#### [Work item]
Locate the string "steel" throughout the material and copy every line in which it occurs.

= = = = =

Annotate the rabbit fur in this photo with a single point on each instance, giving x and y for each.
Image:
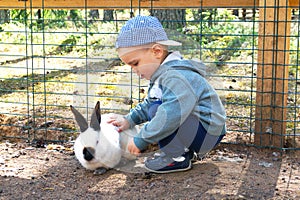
(100, 146)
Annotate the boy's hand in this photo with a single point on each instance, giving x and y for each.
(133, 149)
(121, 123)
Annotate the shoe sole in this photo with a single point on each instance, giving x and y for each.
(170, 171)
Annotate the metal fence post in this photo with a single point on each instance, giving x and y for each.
(272, 72)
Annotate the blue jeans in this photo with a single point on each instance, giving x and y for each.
(190, 135)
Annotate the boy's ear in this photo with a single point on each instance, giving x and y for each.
(158, 50)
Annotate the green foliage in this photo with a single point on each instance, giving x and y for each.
(221, 34)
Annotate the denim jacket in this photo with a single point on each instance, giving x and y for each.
(181, 87)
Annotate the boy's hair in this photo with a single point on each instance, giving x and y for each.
(143, 30)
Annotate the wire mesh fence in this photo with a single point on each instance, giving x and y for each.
(51, 58)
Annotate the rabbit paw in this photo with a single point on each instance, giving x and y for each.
(100, 171)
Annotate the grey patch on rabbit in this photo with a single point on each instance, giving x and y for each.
(99, 146)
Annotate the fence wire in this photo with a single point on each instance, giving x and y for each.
(53, 58)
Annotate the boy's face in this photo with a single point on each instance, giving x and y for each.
(144, 62)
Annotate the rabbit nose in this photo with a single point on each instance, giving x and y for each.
(88, 153)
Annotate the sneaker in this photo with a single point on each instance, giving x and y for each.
(165, 164)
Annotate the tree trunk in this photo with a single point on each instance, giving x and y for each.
(171, 19)
(4, 16)
(94, 15)
(108, 15)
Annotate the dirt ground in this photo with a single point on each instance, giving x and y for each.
(229, 172)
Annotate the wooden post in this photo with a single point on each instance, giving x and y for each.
(272, 72)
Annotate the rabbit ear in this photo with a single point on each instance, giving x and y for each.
(82, 123)
(96, 117)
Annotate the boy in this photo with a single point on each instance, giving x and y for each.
(184, 113)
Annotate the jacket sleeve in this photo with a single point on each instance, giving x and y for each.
(178, 101)
(138, 114)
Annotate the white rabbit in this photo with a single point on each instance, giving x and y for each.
(100, 146)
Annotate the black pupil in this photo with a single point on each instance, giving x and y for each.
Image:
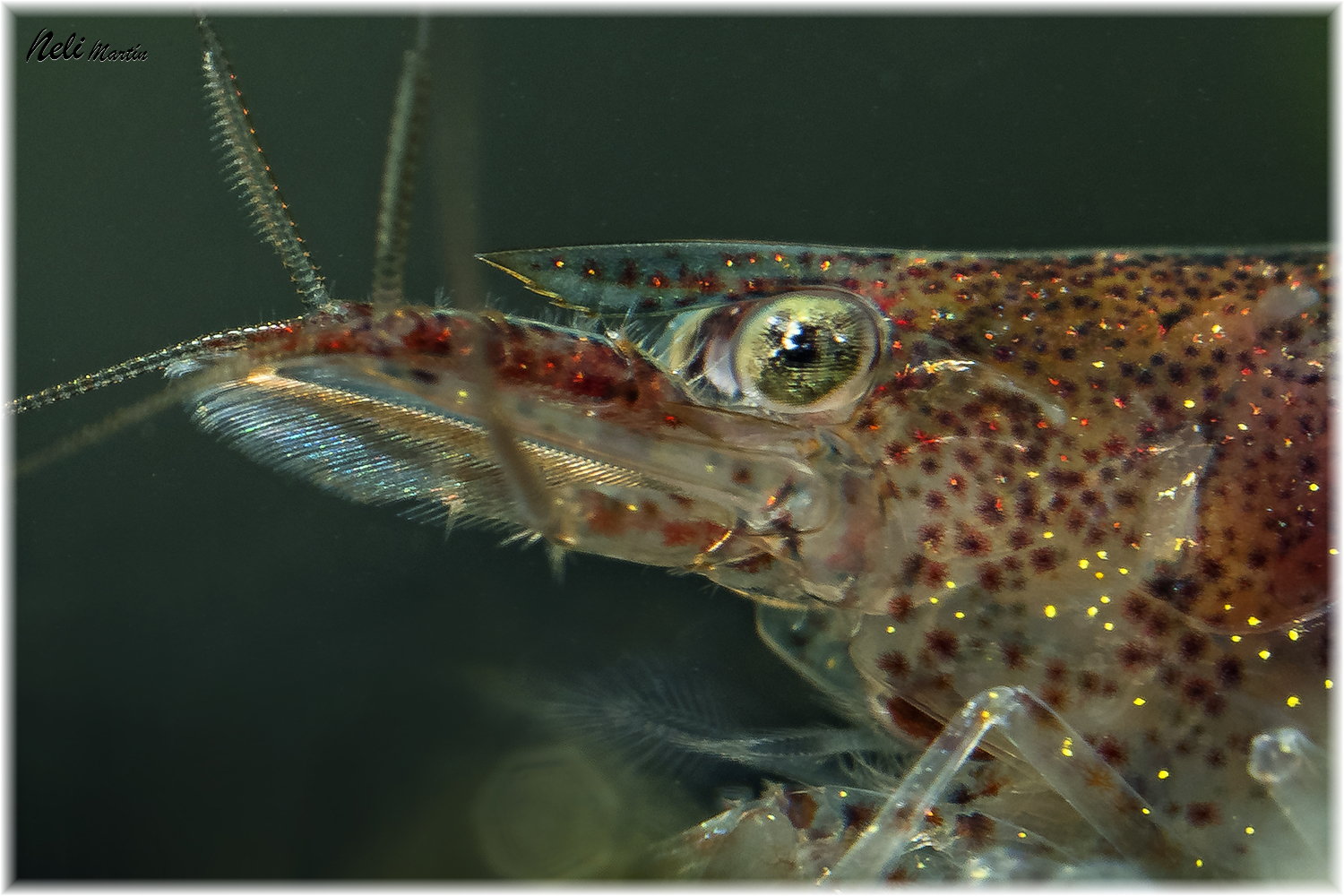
(797, 346)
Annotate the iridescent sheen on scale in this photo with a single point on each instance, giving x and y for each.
(1058, 520)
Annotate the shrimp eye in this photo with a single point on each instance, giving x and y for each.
(806, 352)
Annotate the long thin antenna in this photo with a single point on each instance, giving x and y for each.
(246, 167)
(403, 147)
(142, 365)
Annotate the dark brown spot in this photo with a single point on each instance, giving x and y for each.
(930, 533)
(1013, 654)
(1228, 670)
(801, 809)
(1196, 691)
(900, 607)
(973, 543)
(1203, 814)
(1191, 646)
(943, 643)
(1112, 750)
(894, 664)
(1132, 656)
(1045, 559)
(978, 831)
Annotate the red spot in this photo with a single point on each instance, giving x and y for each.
(703, 533)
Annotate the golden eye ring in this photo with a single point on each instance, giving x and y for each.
(808, 351)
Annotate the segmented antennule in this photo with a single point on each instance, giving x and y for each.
(403, 144)
(134, 367)
(250, 175)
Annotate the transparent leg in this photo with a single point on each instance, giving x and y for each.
(1293, 770)
(1050, 745)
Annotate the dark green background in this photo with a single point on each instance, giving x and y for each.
(220, 672)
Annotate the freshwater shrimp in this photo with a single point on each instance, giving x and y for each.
(580, 260)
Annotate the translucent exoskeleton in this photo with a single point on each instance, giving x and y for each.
(1046, 489)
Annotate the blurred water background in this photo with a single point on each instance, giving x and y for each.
(225, 673)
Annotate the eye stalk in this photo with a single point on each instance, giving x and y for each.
(806, 352)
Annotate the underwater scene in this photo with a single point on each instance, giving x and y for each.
(223, 672)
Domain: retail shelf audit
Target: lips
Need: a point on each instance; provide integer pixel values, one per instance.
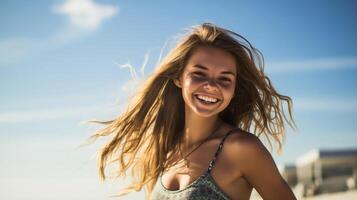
(208, 95)
(205, 100)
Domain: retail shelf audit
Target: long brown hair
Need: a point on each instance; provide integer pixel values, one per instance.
(145, 134)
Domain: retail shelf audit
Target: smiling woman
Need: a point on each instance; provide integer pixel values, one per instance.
(193, 130)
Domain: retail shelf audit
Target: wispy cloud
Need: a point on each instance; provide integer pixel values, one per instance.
(312, 65)
(325, 104)
(84, 17)
(85, 14)
(57, 113)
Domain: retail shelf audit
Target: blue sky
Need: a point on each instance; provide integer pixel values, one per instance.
(62, 63)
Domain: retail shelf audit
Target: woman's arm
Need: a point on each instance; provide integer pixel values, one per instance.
(259, 169)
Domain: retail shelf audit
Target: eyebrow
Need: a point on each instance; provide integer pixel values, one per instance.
(205, 68)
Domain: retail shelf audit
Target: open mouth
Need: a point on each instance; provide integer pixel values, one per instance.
(206, 100)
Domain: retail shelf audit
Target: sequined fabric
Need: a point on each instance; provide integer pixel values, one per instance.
(203, 188)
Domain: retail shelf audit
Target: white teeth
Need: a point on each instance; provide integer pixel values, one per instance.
(209, 99)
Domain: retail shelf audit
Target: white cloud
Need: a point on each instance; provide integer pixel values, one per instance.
(85, 16)
(86, 13)
(311, 65)
(56, 113)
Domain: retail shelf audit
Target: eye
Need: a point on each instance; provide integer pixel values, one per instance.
(200, 74)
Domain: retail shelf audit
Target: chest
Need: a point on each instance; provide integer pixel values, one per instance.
(179, 176)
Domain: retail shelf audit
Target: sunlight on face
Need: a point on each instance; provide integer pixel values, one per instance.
(208, 81)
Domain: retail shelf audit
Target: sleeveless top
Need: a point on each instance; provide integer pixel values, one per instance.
(203, 188)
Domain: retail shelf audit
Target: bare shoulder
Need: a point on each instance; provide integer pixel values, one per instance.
(244, 149)
(243, 140)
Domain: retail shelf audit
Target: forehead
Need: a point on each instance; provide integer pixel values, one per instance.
(213, 58)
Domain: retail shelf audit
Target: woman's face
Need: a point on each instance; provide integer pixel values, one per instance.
(208, 81)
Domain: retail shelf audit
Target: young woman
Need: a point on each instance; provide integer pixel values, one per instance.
(187, 134)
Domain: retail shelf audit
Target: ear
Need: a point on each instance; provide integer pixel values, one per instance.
(178, 83)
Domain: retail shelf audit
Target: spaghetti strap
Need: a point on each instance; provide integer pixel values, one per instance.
(213, 161)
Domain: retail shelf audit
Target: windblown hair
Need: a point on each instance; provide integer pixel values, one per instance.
(149, 130)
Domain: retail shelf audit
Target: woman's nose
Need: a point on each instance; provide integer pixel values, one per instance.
(210, 85)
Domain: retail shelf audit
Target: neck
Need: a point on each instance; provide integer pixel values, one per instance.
(198, 129)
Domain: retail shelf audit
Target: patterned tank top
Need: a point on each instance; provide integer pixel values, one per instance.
(203, 188)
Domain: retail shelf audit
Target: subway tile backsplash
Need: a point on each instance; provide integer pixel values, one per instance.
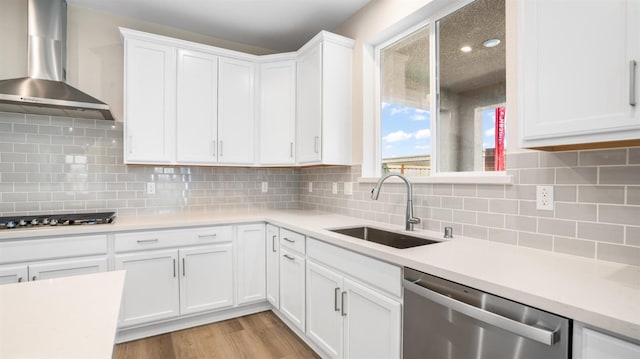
(596, 214)
(53, 165)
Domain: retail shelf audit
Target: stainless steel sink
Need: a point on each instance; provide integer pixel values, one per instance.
(391, 239)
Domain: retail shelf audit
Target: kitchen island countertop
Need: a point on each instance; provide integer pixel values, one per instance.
(599, 293)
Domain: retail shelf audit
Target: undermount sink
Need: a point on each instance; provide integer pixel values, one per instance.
(391, 239)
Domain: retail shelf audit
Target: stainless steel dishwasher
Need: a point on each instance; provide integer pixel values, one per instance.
(446, 320)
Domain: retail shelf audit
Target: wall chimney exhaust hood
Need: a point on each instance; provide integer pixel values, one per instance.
(44, 92)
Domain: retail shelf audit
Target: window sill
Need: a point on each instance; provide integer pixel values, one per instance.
(453, 178)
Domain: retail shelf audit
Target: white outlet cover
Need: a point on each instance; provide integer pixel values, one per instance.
(544, 198)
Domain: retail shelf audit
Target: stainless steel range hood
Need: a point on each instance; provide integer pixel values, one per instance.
(44, 91)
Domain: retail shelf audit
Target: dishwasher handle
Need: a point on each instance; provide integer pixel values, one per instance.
(543, 336)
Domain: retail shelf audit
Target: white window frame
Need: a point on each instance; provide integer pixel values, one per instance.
(371, 137)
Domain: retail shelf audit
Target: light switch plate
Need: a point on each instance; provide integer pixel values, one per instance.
(544, 198)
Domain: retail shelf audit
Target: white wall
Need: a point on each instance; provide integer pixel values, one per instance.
(94, 48)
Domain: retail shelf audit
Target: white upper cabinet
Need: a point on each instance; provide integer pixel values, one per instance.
(577, 79)
(236, 112)
(277, 112)
(197, 107)
(149, 104)
(324, 117)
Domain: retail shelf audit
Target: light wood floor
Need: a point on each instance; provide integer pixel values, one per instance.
(260, 336)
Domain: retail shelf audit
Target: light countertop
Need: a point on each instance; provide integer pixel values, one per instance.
(599, 293)
(71, 317)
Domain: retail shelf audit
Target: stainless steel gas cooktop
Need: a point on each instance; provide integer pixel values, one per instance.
(65, 219)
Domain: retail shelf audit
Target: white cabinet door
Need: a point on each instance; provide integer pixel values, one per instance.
(151, 288)
(592, 344)
(372, 323)
(273, 265)
(235, 112)
(575, 78)
(206, 278)
(324, 309)
(310, 106)
(197, 107)
(149, 102)
(13, 274)
(277, 113)
(251, 278)
(66, 268)
(292, 287)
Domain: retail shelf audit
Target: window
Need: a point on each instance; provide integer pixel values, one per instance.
(442, 93)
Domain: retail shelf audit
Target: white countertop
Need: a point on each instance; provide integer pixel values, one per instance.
(602, 294)
(71, 317)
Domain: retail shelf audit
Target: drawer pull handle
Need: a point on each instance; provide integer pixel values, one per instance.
(147, 240)
(207, 235)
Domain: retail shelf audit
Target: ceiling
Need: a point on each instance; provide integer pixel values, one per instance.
(280, 25)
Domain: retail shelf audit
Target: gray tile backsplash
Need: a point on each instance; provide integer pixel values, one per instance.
(596, 215)
(54, 164)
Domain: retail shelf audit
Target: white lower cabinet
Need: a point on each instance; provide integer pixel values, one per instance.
(273, 265)
(206, 278)
(151, 288)
(593, 344)
(251, 279)
(51, 269)
(292, 286)
(349, 320)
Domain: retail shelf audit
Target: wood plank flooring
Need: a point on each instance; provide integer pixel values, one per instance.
(261, 336)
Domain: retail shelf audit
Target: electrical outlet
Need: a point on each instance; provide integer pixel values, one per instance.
(544, 198)
(348, 188)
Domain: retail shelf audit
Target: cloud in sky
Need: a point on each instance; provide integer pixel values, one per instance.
(426, 133)
(397, 136)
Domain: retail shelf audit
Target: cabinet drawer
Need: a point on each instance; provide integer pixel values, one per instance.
(292, 240)
(25, 250)
(379, 274)
(137, 241)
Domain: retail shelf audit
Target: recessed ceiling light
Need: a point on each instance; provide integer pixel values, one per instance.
(491, 43)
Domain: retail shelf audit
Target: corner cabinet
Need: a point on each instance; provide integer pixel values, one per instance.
(578, 80)
(324, 101)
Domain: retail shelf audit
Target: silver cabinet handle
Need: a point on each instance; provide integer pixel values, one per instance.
(147, 240)
(632, 82)
(207, 235)
(540, 335)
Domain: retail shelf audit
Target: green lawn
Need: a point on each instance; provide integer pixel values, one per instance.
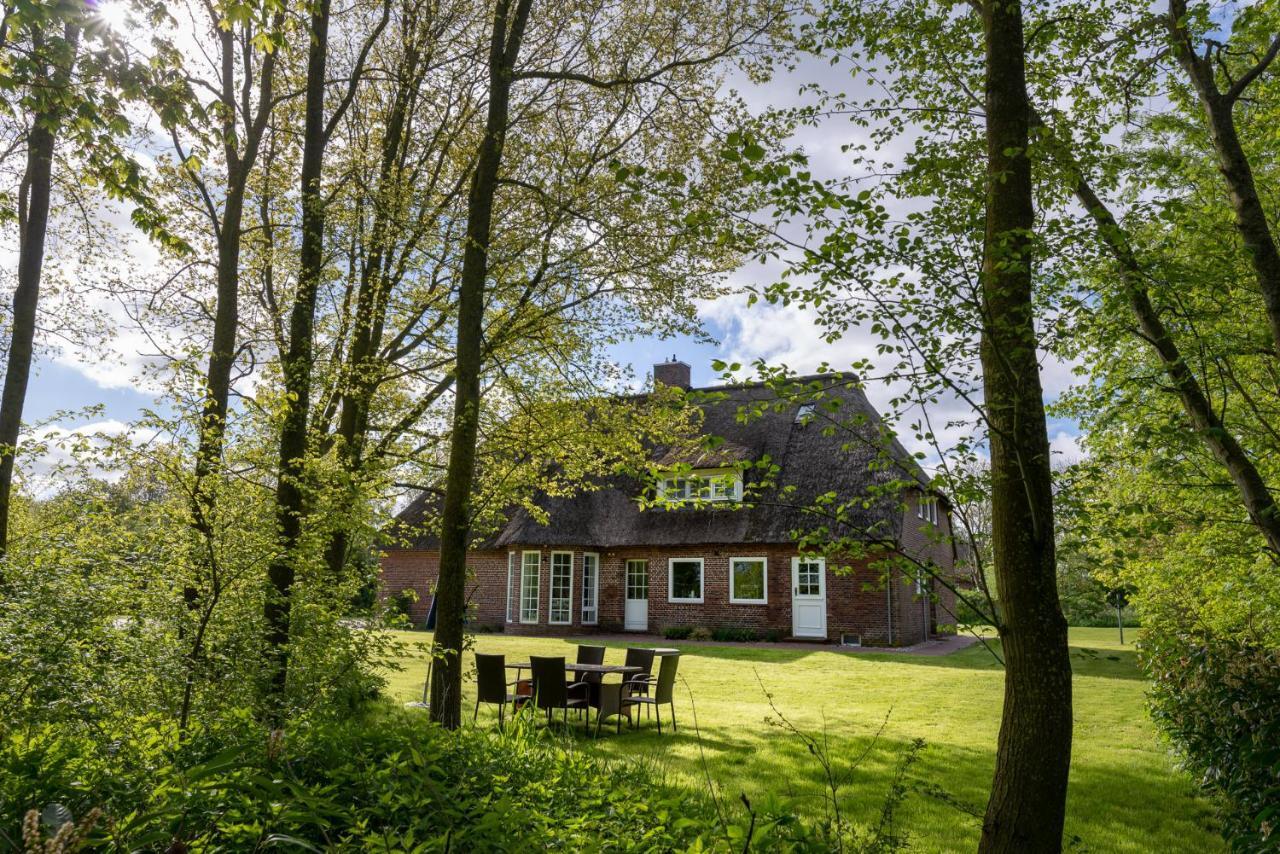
(1124, 794)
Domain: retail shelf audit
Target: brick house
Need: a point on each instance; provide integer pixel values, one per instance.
(704, 557)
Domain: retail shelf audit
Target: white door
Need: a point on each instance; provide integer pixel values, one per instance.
(808, 597)
(635, 616)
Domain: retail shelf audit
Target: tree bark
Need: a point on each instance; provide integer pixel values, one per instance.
(1028, 798)
(1208, 427)
(296, 368)
(456, 517)
(35, 197)
(1251, 219)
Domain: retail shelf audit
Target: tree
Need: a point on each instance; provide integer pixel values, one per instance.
(71, 78)
(1028, 797)
(296, 362)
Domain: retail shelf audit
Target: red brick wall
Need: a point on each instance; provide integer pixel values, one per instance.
(856, 602)
(918, 616)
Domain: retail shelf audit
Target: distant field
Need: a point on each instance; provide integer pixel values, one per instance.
(1124, 795)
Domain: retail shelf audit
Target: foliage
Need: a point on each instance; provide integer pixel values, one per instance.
(1217, 699)
(384, 780)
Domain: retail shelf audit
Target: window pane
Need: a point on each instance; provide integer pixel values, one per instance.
(562, 576)
(748, 579)
(530, 566)
(590, 574)
(686, 580)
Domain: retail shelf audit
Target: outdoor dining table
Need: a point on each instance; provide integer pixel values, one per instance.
(606, 697)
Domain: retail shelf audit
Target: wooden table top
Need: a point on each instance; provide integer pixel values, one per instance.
(585, 668)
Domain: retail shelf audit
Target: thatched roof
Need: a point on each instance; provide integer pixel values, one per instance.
(813, 453)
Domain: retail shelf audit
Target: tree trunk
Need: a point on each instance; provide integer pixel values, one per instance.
(456, 517)
(33, 204)
(1208, 427)
(296, 369)
(1251, 219)
(1028, 797)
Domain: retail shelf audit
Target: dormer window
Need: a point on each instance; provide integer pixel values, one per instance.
(928, 510)
(702, 485)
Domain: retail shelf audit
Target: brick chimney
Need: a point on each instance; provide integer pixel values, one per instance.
(672, 373)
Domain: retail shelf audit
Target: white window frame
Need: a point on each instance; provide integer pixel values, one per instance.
(524, 593)
(928, 508)
(764, 588)
(702, 484)
(511, 578)
(702, 579)
(568, 594)
(594, 619)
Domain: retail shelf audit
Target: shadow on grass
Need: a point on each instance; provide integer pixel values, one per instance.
(1086, 661)
(1118, 803)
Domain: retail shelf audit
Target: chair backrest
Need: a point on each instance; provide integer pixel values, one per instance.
(551, 690)
(664, 690)
(589, 656)
(640, 657)
(492, 677)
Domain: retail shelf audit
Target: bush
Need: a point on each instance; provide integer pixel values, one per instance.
(735, 634)
(388, 781)
(1217, 699)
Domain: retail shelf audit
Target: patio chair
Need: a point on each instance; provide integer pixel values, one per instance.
(589, 656)
(663, 692)
(492, 685)
(552, 690)
(639, 683)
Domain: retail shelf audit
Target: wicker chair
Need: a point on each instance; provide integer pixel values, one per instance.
(492, 685)
(552, 690)
(589, 656)
(639, 684)
(663, 692)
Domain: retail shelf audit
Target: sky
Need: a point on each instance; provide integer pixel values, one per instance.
(740, 333)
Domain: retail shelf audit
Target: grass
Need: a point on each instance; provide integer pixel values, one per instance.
(1125, 794)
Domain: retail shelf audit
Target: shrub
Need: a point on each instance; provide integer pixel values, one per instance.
(735, 634)
(1217, 699)
(388, 781)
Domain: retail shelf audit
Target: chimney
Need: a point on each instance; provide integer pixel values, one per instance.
(672, 373)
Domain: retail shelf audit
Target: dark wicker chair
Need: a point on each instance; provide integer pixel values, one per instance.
(492, 685)
(663, 690)
(638, 684)
(589, 656)
(552, 690)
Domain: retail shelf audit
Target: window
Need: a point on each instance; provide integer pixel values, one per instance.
(590, 589)
(748, 580)
(530, 569)
(703, 485)
(511, 584)
(809, 576)
(638, 579)
(928, 510)
(685, 579)
(560, 608)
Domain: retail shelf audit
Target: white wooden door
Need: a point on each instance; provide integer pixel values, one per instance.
(635, 616)
(808, 597)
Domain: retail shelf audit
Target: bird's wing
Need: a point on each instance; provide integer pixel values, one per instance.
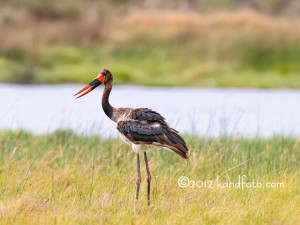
(153, 133)
(146, 114)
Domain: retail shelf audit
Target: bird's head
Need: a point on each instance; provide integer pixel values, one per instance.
(103, 78)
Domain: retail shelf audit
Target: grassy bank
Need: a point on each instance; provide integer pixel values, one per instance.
(233, 49)
(63, 178)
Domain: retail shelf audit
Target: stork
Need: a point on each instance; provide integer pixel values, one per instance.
(141, 128)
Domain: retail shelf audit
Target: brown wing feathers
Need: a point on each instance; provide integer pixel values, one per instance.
(146, 114)
(153, 132)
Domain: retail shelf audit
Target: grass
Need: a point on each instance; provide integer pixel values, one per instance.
(63, 178)
(158, 48)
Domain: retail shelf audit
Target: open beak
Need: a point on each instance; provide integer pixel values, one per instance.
(91, 86)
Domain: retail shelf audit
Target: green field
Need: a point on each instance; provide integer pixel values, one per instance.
(63, 178)
(144, 46)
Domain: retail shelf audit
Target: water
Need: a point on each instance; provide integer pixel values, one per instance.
(210, 112)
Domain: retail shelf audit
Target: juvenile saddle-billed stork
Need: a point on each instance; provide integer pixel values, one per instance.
(141, 128)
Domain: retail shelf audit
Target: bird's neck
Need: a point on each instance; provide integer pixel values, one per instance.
(108, 109)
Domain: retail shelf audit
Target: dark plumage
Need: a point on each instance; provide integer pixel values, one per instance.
(141, 128)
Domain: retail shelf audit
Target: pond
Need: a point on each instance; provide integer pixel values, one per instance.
(210, 112)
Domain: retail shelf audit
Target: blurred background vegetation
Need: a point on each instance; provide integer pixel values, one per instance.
(229, 43)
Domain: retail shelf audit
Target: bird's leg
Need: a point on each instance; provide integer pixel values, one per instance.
(148, 177)
(138, 181)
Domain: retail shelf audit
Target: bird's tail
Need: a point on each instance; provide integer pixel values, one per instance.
(176, 143)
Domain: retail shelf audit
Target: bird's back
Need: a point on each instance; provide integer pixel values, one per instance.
(144, 126)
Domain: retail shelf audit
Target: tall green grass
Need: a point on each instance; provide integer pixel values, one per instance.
(240, 49)
(63, 178)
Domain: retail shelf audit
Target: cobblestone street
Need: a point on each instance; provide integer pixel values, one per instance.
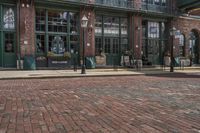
(134, 104)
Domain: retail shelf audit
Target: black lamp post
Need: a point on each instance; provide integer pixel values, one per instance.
(172, 33)
(84, 23)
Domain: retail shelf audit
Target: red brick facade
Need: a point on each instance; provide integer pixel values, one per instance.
(27, 30)
(187, 25)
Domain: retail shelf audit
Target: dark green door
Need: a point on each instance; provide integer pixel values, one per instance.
(112, 51)
(9, 50)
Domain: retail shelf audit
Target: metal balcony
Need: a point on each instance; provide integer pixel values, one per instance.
(110, 3)
(157, 8)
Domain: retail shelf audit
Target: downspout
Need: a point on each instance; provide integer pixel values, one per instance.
(18, 35)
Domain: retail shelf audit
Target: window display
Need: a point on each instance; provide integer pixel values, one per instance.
(9, 18)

= = = = =

#### [Response to the exercise]
Target: stainless steel sink
Target: stainless steel dishwasher
Target: stainless steel range hood
Target: stainless steel gas cooktop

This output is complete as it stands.